What the task asks: Write out all the lines below again, requests included but pictures left out, and scale every coordinate in the answers by 2.2, rounding to whole numbers with halves going up.

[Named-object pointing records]
----

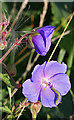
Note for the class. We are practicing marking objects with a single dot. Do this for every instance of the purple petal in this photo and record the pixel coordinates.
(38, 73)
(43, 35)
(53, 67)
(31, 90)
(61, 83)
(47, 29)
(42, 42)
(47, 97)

----

Problem solution:
Note for the class. We are practicing marking objects with a single dot. Do this for every instance of the purple petal in this photo and record the pixel coordinates.
(84, 161)
(95, 77)
(117, 147)
(68, 198)
(134, 183)
(103, 64)
(92, 92)
(103, 213)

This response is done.